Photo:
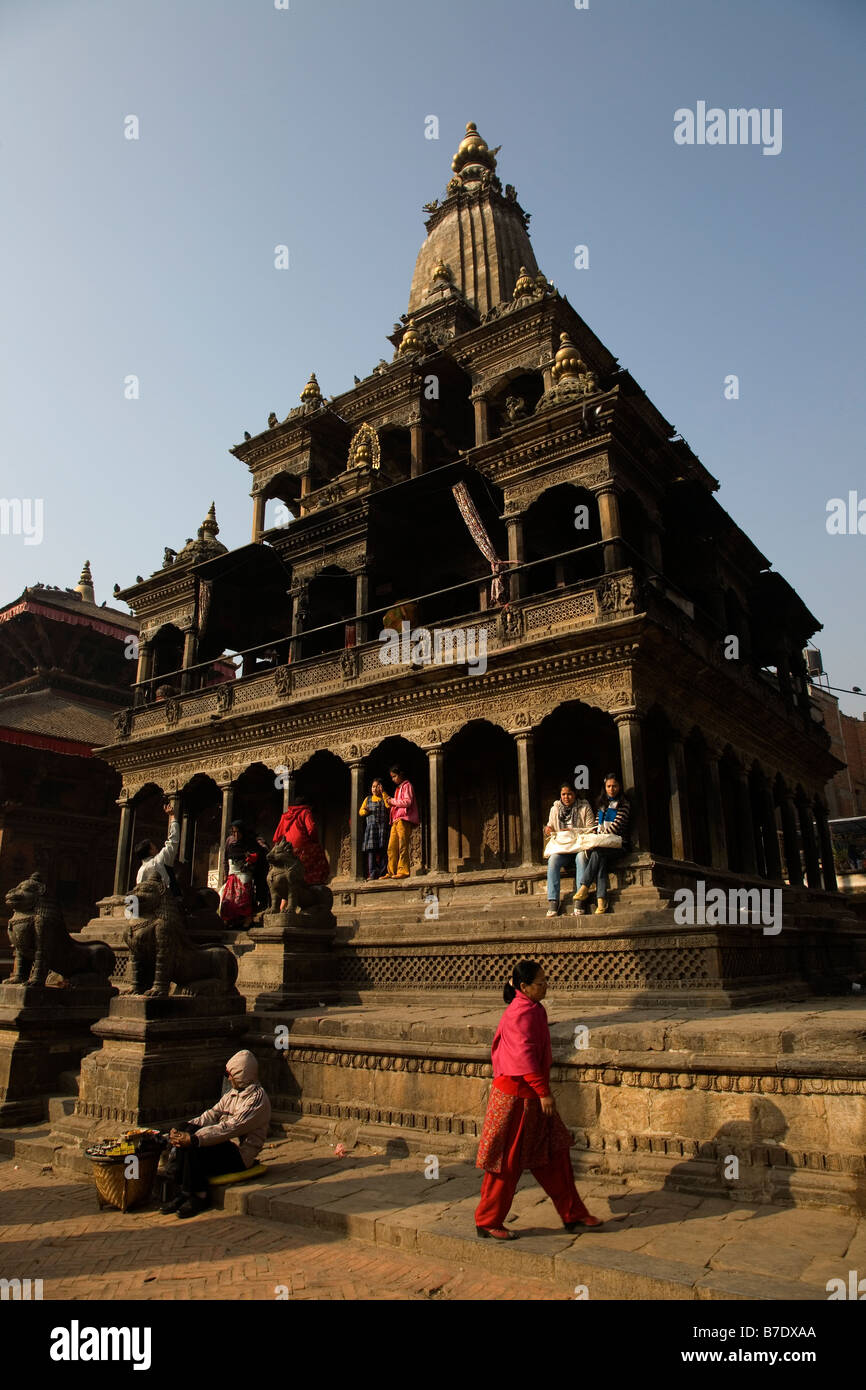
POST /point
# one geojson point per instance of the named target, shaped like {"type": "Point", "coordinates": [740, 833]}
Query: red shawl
{"type": "Point", "coordinates": [521, 1045]}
☆ ☆ ☆ ☆
#### TASK GOAL:
Copy out the material above line for line, without changing a character, and leave out the picture.

#### OUTPUT:
Photo:
POST /point
# one geojson point per instance of the named target, shaped like {"type": "Point", "coordinates": [740, 833]}
Query: red shawl
{"type": "Point", "coordinates": [521, 1045]}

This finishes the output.